> _Document text_
┄┄┄┄┄┄┄┄┄┄

Last week I joined the Massachusetts Bankers Association to discuss the future of community banking and the future of finance.
Some of the oldest institutions in the United States today are members of this storied association. Eastern Bank was established in 1818 as Salem Savings Bank, Dedham Institution for Savings was started in 1831, and Cambridge Savings Bank was founded in 1854. BankFive, chartered in 1855 as the Fall River Five Cents Savings Bank, is one of the first Five Cent Savings Banks in America.
Community banks were one of the many unsung heroes of the pandemic. They helped small businesses secure life-saving PPP loans. They supported first-time home buyers finance purchases. They helped commercial real estate owners hard hit by lockdown orders.
Community banks are the bedrock of their communities. Nationally there are about 4,200 community banks today. These banks account for roughly 40% of all bank branches, 14% of bank deposits, 18% of bank loans, and just over 13% of bank assets. The remaining deposits, loans, and assets are held by non-community banks, of which there are roughly 127. Despite only holding 18% of total industry loans, community banks hold over one-in-three small business loans.
Similar to other industries, the pandemic accelerated an often-overdue digital transformation for many banks. For many community banks, new customers could not open an account online until COVID changed how they operated and interacted with customers. You could not talk to your banker remotely until the pandemic necessitated zoom-esque video meetings. You could not sign loan documents or perform other essential operations without coming into a branch. Banks, like many businesses across a wide swath of industries, are still figuring out new ways of operating in our post-pandemic world.
Community banks face significant challenges today. The upgrade of digital solutions has reduced traffic at branches, calling into question what to do with these core assets. Community banks face pressure from neobanks and other fintech upstarts that are bifurcating financial services. They face competition from large companies like Amazon, Apple, and Walmart who are looking to expand beyond their existing industry footprints. They face regulatory burdens not borne by other financial institution competitors. They face the challenge of generational shifts and changing consumer preferences.

┄┄┄┄┄┄┄┄┄┄

> _Task to carry out_
According to the remarks on community banking, about how many community banks are there nationally today?

> _Information supplied_
┄┄┄┄┄┄┄┄┄┄

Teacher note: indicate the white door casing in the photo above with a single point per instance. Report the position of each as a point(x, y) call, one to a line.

┄┄┄┄┄┄┄┄┄┄

> _Worked solution_
About 4,200.